[EXTRACT TO READ Boundary: Start]

- Theatrical release poster
- Directed by: André Téchiné
- Written by: Pascal Bonitzer André Téchiné
- Produced by: Philippe Carcassonne Alain Terzian
- Starring: Sandrine Bonnaire Simon de La Brosse Abdel Kechiche Jean-Claude Brialy
- Cinematography: Renato Berta
- Edited by: Martine Giordano
- Music by: Philippe Sarde
- Distributed by: UGC
- Release date: 23 December 1987;
- Running time: 100 minutes
- Country: France
- Language: French

= Les Innocents (film) =

 Les Innocents (The Innocents) is a 1987 French drama film directed by André Téchiné and starring Sandrine Bonnaire, Simon de La Brosse and Abdel Kechiche. The plot follows a girl who, whilst looking for her runaway brother, encounters a number of people who influence her life. The film was partially inspired by a William Faulkner novel. Téchiné uses several French-Arab relationships to mirror the tensions between France and its former colonies.

Jean-Claude Brialy won a César award for Best Supporting Actor and the film was nominated for three other César awards: Best Film, Best Director and Best Original Music.

[EXTRACT TO READ Boundary: End]
[INFORMATION SHOWN Boundary: Start]

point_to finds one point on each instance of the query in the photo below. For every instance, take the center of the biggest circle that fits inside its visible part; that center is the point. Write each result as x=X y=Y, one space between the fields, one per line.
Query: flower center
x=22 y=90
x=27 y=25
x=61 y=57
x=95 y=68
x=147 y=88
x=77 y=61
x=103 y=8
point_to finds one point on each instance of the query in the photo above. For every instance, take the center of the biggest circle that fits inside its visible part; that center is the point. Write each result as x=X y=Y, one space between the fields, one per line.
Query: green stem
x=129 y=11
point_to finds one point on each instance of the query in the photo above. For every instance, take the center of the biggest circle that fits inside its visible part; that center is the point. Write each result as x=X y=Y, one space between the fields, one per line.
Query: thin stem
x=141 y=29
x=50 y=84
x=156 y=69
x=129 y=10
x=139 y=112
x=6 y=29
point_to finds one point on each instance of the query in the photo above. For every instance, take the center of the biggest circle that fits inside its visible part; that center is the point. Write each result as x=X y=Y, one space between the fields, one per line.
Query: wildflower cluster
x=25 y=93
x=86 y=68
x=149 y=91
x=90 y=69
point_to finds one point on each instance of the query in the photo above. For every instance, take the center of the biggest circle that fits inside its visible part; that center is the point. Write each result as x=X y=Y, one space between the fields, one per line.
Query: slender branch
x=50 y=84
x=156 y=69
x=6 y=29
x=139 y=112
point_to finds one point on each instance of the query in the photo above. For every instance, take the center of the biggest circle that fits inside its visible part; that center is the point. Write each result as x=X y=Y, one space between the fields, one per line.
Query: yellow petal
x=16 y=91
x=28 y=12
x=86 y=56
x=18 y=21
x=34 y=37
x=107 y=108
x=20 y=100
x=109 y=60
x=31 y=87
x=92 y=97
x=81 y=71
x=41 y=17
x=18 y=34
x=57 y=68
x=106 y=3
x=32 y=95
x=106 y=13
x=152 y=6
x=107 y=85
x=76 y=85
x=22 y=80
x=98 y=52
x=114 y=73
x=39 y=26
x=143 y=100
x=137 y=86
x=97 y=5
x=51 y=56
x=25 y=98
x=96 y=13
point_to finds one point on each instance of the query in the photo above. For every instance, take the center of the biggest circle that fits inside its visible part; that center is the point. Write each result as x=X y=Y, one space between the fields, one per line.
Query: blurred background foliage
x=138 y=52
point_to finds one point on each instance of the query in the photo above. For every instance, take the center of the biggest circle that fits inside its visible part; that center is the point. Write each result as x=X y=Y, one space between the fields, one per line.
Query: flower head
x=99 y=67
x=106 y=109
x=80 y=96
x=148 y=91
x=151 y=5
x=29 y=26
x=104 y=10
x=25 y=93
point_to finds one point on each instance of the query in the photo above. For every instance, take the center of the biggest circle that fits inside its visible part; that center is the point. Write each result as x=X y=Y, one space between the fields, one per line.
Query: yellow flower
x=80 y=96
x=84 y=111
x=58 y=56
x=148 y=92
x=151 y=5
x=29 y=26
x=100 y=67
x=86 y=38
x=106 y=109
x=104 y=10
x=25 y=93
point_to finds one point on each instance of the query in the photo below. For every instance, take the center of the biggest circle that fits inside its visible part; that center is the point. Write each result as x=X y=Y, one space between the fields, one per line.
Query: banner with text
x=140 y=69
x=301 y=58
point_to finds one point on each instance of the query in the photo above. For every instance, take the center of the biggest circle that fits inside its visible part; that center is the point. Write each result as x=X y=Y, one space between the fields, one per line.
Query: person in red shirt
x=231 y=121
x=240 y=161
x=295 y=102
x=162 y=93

[INFORMATION SHOWN Boundary: End]

* USING THE INFORMATION *
• 1. Answer these questions from the article on Les Innocents:
(a) Who handled the cinematography?
(b) Which novelist partly inspired the film?
(c) Which award did Jean-Claude Brialy win for it?
• 2. Can you carry the article on Les Innocents further, starting after its last sentence?
These entries have nothing to do with the article on Les Innocents.

* ANSWERS *
• 1.
(a) Renato Berta
(b) William Faulkner
(c) The César award for Best Supporting Actor

• 2.
==Plot==
Jeanne, a young woman born and raised in Northern France, is visiting the Mediterranean for the first time. She arrives at the southern French seaport of Toulon to attend the wedding of her older sister Maïté to Nourredine, a North African. However, her main goal is to repatriate her deaf-mute younger brother, Alain, with whom she had been living following the death of their parents. At the wedding celebration, Jeanne meets Klotz, a struggling middle-aged bisexual orchestra conductor prone to drinking. Jeanne's encounters with Alain are not happy ones - she learns that her teenager brother has been supporting himself pickpocketing under the tutelage of Saïd, a Frenchman of Algerian descent who approached Jeanne on her arrival in the city. Jeanne sleeps next to her brother; but the next morning, Alain runs away stealing all of Jeanne's money, including a family heirloom that she has brought as a wedding gift for Maïté.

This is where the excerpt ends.